## REQUIREMENT
Copy the rows verbatim, from the line that contains "of the yellow" through the line that contains "[[660, 281], [456, 287]]", with both of those lines included.

## DATA FOR PROCESSING
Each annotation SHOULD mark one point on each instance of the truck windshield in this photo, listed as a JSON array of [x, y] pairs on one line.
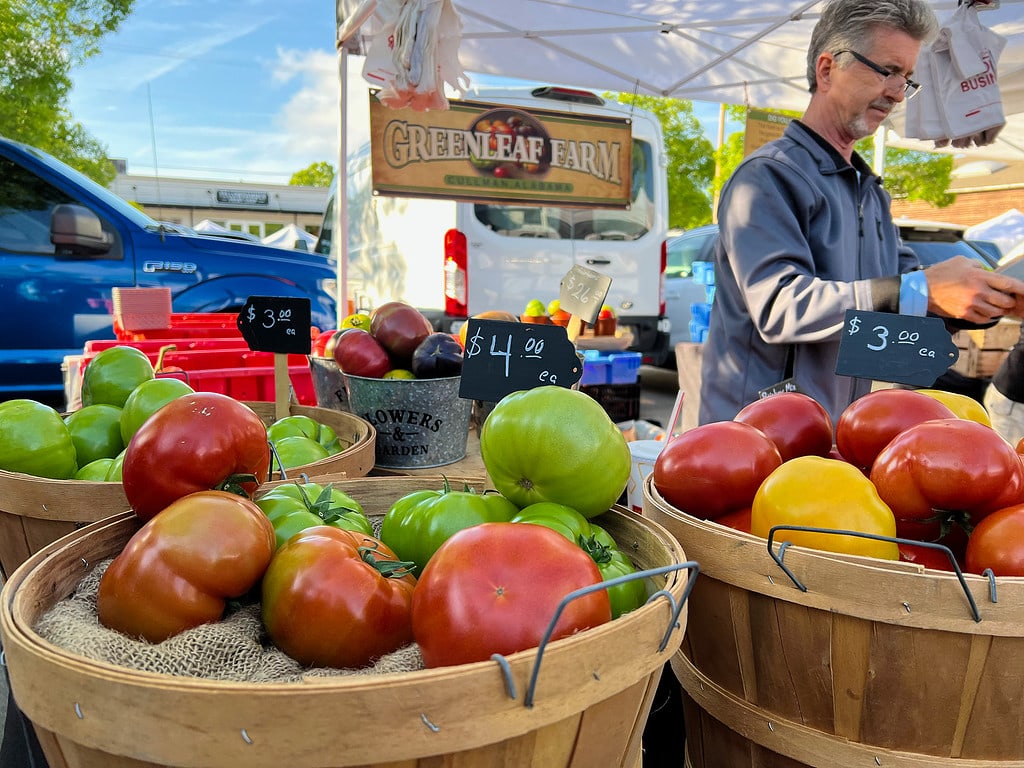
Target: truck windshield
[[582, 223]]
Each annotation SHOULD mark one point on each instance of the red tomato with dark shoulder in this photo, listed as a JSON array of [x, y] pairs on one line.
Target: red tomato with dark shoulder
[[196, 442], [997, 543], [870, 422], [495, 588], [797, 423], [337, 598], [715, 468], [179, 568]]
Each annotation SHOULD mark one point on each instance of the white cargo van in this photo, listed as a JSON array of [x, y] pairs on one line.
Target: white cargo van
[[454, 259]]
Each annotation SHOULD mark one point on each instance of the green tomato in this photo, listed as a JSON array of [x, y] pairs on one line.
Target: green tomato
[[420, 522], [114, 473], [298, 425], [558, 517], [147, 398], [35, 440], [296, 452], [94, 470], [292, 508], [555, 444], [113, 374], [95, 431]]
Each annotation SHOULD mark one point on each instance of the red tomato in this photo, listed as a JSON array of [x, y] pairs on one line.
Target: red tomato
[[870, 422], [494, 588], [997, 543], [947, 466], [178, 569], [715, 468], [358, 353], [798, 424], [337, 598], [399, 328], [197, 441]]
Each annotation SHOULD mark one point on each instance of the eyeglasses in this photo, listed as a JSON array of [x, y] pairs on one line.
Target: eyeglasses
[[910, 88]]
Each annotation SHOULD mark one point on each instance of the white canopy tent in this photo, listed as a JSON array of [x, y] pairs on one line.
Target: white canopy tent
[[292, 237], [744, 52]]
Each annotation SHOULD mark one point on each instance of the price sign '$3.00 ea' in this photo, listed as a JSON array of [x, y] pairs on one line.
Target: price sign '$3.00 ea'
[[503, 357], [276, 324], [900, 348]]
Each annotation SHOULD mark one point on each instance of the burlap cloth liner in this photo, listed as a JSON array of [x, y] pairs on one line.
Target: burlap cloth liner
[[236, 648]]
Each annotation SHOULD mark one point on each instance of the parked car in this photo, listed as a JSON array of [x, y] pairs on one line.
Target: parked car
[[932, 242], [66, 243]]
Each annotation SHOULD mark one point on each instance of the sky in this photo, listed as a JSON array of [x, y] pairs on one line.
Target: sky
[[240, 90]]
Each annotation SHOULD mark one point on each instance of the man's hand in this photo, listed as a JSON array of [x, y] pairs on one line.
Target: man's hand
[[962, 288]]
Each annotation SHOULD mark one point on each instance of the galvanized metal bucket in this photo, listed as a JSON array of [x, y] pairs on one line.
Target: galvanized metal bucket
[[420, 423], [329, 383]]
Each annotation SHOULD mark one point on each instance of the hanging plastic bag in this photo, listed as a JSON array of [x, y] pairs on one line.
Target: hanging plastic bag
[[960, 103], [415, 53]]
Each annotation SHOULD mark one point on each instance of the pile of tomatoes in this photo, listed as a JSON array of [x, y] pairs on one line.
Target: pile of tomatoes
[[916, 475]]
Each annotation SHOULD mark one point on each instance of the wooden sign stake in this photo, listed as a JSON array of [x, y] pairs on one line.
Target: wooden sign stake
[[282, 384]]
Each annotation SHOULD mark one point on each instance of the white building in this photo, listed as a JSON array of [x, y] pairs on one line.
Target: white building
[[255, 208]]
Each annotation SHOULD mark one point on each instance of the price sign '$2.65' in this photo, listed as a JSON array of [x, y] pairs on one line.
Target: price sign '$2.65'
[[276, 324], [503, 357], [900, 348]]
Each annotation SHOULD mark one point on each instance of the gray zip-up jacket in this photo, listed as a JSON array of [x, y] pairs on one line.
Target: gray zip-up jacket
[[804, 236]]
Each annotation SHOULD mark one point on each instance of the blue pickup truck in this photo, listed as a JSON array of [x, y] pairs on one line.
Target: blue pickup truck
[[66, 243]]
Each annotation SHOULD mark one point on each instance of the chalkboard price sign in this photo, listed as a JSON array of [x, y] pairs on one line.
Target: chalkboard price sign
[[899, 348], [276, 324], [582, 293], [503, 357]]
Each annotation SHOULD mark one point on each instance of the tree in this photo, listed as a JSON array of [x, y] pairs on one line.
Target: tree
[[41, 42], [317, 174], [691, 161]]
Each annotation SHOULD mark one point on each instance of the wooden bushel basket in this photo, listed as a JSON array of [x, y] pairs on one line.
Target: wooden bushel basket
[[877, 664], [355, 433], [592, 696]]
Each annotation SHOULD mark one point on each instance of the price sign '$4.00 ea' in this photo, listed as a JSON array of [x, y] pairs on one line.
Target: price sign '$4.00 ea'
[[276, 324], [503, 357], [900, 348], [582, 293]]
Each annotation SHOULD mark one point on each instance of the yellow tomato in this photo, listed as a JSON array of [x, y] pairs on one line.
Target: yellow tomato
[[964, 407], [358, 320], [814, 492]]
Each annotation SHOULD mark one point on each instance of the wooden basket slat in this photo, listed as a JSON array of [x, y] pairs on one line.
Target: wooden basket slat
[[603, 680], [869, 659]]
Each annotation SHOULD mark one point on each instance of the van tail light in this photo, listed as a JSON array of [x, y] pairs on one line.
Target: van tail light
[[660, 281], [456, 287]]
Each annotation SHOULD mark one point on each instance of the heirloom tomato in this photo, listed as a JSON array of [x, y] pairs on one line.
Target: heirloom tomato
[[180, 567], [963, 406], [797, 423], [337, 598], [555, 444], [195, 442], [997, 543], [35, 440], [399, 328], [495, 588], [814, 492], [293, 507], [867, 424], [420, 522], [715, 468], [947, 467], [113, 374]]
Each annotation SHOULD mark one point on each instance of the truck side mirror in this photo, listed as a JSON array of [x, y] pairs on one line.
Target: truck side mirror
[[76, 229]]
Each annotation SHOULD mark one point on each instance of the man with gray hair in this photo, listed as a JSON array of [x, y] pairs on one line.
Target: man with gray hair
==
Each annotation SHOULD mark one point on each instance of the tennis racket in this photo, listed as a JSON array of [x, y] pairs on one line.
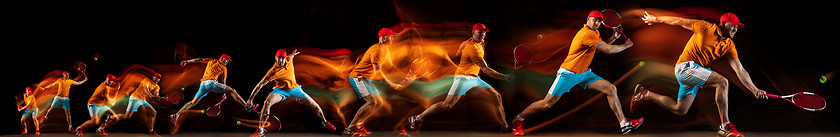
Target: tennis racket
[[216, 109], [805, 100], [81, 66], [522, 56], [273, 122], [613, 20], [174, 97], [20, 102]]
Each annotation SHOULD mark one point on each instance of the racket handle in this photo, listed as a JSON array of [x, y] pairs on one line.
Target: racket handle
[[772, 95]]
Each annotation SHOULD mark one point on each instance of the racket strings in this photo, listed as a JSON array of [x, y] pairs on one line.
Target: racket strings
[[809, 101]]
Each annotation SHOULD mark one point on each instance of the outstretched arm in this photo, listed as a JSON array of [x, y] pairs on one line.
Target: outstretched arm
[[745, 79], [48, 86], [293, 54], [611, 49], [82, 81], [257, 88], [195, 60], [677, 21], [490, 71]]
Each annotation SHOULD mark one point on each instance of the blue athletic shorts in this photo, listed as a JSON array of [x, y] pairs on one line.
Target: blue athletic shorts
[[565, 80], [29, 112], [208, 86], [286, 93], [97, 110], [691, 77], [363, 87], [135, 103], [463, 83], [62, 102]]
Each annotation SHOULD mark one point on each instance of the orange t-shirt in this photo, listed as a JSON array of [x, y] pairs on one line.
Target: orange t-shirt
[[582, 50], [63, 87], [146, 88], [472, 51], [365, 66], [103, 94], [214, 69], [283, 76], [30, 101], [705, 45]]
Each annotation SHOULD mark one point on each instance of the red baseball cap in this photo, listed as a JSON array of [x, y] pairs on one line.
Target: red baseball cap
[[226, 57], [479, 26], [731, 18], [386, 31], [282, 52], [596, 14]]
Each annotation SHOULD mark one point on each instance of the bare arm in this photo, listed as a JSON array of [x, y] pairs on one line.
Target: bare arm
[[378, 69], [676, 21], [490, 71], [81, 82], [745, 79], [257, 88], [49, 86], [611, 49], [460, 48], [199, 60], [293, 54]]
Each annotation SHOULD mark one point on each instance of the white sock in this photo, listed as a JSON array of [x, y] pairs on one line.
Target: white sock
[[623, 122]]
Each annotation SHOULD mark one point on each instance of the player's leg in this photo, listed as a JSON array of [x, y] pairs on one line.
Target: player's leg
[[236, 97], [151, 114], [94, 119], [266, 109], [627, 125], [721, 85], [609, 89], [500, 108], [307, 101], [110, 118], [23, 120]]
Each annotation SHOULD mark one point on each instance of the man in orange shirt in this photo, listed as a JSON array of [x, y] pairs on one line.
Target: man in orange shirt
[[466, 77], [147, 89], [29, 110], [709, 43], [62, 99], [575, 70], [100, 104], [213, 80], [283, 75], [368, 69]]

## EXPECTED ANSWER
Each annotation SHOULD mark one point on each instance of the yellow tomato in this photo, listed as a JSON array of [x, y] pairs on one line.
Target: yellow tomato
[[964, 407], [358, 320], [814, 492]]
Each annotation SHOULD mark one point on each instance of the wooden basket slat in this photo, listed as a JSON array of [x, y] pairs on one line.
Target: wooden basket slat
[[603, 680], [869, 659]]
Each annotation SHOULD mark one point on each instance of the van tail light in this photo, listed as a JSON array of [x, y] pairs on one line.
Target: van tail light
[[660, 281], [456, 287]]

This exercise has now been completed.